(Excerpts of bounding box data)
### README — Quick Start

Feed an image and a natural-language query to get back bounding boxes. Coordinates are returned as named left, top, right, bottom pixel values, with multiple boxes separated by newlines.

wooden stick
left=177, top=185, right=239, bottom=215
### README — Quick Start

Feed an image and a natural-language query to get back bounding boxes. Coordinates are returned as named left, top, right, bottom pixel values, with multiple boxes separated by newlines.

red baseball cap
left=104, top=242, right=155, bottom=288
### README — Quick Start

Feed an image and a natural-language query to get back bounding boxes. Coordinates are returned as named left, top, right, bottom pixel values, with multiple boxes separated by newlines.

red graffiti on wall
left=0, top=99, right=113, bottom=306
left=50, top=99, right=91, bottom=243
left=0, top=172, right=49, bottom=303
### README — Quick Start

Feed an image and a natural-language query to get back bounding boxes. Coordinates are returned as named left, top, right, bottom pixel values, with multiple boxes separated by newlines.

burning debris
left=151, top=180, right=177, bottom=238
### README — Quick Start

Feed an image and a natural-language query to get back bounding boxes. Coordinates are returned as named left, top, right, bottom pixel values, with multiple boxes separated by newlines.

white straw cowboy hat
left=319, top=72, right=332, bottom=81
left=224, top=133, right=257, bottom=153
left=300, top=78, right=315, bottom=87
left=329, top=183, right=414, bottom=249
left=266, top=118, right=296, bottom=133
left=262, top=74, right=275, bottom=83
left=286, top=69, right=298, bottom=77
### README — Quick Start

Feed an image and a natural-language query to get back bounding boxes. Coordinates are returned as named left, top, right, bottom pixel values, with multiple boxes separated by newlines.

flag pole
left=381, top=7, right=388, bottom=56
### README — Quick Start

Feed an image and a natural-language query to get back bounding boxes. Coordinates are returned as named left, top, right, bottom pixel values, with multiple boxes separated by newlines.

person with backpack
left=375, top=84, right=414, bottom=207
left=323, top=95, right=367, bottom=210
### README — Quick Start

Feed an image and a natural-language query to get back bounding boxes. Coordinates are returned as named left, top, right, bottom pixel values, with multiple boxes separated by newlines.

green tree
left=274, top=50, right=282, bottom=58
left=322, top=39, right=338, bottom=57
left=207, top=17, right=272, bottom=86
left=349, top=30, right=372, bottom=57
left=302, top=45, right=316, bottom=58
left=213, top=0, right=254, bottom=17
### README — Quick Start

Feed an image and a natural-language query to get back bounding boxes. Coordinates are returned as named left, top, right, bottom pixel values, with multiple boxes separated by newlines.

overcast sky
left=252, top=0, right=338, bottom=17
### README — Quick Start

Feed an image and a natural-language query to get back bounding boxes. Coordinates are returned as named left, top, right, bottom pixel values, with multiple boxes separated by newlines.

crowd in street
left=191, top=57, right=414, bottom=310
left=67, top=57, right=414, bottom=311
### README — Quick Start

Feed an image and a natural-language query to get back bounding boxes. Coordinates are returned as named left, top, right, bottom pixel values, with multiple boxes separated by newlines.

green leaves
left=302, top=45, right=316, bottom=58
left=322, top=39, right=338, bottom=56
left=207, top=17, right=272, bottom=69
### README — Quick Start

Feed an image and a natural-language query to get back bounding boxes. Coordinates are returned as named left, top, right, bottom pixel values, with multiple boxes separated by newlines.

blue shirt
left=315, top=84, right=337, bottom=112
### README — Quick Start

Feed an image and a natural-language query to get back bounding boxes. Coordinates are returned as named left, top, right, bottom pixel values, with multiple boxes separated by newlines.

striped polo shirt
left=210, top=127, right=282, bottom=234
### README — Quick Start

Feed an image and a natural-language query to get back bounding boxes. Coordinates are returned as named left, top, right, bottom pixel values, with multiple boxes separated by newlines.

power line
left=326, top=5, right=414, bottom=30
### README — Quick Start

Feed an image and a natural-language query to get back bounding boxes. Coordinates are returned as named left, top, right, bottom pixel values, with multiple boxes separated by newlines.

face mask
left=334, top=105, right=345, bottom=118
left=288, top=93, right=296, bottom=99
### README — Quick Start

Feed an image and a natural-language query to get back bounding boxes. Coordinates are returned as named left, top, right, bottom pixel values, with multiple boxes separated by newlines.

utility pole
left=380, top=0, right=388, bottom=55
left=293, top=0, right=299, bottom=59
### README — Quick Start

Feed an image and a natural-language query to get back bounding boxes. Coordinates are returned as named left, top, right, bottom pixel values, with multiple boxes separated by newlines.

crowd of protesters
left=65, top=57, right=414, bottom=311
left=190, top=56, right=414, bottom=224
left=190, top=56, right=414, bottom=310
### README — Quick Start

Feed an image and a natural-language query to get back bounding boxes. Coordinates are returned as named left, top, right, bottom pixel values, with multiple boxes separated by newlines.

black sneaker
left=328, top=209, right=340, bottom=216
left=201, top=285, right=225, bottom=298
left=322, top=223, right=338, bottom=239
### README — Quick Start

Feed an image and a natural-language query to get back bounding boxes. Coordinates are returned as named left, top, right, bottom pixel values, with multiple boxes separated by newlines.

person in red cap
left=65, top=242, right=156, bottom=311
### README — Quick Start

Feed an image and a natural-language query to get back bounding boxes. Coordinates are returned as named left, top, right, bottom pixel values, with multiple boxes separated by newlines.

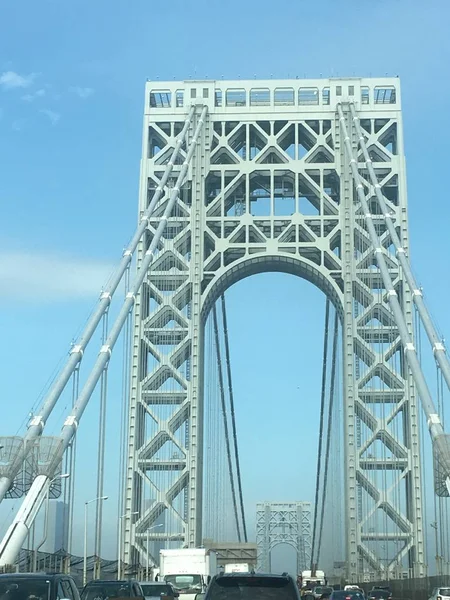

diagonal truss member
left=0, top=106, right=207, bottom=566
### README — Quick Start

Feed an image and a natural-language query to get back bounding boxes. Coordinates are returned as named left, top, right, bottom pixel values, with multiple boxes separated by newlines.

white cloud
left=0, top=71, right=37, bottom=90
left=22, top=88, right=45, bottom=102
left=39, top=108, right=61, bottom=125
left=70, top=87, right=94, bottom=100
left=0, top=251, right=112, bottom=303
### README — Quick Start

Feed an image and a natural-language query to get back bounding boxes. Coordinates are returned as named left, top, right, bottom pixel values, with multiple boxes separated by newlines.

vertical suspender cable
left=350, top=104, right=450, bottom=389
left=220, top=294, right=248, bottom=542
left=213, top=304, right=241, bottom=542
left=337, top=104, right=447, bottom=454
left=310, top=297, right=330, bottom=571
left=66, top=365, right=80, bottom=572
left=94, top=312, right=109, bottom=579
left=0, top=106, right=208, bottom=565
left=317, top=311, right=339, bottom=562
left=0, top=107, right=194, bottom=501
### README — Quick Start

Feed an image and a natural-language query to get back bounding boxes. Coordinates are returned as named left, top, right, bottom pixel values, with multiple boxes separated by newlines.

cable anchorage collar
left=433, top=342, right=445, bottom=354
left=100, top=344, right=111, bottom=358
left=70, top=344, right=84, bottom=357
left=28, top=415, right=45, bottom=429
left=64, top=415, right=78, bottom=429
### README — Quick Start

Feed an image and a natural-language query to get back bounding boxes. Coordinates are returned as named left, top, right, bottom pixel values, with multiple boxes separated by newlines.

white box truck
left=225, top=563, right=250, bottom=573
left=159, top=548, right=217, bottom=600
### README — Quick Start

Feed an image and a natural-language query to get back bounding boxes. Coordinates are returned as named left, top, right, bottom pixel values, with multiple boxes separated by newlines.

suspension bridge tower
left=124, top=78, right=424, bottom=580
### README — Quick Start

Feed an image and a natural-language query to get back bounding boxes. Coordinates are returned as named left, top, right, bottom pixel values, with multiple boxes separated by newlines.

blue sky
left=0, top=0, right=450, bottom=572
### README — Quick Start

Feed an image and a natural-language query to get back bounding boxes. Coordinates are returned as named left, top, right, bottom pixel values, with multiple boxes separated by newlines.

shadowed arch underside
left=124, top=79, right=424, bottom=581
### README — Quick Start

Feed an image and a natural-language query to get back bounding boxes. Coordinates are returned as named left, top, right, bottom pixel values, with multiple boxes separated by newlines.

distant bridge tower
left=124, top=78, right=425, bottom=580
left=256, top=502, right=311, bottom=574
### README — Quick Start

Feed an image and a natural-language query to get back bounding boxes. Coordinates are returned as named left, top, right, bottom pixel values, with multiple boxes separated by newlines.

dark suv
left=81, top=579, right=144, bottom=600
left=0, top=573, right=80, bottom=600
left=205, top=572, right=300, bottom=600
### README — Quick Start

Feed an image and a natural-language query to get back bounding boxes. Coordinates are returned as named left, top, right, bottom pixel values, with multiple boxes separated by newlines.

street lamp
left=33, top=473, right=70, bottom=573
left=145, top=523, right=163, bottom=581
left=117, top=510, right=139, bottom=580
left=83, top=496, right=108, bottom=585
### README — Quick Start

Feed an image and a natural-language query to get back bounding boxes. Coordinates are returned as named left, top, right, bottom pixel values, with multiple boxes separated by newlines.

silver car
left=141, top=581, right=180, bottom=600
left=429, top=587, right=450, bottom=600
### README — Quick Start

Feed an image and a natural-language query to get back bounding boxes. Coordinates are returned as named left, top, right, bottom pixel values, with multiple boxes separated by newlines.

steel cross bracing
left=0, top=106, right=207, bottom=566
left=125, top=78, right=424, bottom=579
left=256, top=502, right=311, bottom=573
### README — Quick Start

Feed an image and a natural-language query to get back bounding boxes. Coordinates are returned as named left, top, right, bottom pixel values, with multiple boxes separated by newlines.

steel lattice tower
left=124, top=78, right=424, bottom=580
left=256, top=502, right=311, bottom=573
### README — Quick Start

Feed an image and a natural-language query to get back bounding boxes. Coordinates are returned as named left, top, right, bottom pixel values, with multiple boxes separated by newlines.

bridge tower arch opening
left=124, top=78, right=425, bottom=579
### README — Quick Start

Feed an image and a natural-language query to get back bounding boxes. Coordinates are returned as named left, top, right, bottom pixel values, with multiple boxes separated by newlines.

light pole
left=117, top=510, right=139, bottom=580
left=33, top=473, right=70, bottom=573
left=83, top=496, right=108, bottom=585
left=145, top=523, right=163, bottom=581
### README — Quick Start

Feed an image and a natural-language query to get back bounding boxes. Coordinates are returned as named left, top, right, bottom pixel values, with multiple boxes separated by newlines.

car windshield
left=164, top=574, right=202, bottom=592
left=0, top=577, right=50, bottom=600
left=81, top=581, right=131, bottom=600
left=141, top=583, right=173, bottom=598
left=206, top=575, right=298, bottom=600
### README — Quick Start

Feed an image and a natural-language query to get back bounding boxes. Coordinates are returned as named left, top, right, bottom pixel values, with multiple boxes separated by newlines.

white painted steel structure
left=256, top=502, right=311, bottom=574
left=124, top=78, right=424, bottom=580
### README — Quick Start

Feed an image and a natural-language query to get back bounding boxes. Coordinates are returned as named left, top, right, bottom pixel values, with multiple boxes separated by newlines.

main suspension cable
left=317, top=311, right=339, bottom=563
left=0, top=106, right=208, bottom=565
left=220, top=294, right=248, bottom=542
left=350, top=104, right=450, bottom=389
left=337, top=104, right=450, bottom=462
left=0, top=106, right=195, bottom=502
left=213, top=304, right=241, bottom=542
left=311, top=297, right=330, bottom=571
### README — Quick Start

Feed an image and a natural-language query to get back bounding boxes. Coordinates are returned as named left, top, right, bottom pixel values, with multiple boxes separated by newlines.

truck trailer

## [What you need to do]
Please edit the listing above from its first line through the line containing "left=323, top=95, right=367, bottom=210", replacing "flag pole" with "flagpole" and keeping everything else the same. Return only those lines.

## [Exercise response]
### README — Quick Start

Feed an image and a natural-language query to get back bounding boxes. Coordinates are returned as named left, top, right, bottom pixel values, with multiple boxes separated by newlines.

wooden stick
left=177, top=185, right=239, bottom=215
### README — Quick Start

Feed an image and a natural-language query to get back bounding boxes. Coordinates are returned as named left, top, right, bottom pixel values, with multiple boxes separated by newlines.

red baseball cap
left=104, top=242, right=155, bottom=288
### README — Quick Start

Feed an image and a natural-language query to get back bounding boxes. Coordinates are returned as named left, top, right, bottom pixel values, with multiple boxes separated by newlines.

red graffiti on wall
left=0, top=99, right=113, bottom=306
left=50, top=99, right=91, bottom=243
left=0, top=172, right=49, bottom=303
### README — Quick Start

Feed an image and a natural-language query to get back bounding boxes. Coordinates are returned as named left, top, right, bottom pixel values, with multiple boxes separated by newlines.

burning debris
left=151, top=180, right=177, bottom=238
### README — Quick Start

Feed an image and a natural-language query to get back bounding boxes. Coordinates are returned as named left, top, right, bottom pixel values, with multiple boxes separated by newlines.

white straw cowboy hat
left=319, top=72, right=332, bottom=81
left=224, top=133, right=257, bottom=153
left=300, top=78, right=315, bottom=87
left=329, top=183, right=414, bottom=249
left=266, top=118, right=296, bottom=133
left=262, top=74, right=275, bottom=83
left=286, top=69, right=298, bottom=77
### README — Quick Start

Feed an image and a natural-language query to get back bounding boxes. Coordinates are returned as named left, top, right, bottom pixel values, with multiple boxes separated by newlines.

flagpole
left=381, top=7, right=388, bottom=56
### README — Quick Start

Feed an image and a natural-language query to get back bounding boxes. Coordinates are returned as named left, top, right, bottom pixel values, with multiple boxes separated by newlines.

person with backpack
left=375, top=84, right=414, bottom=207
left=323, top=95, right=367, bottom=210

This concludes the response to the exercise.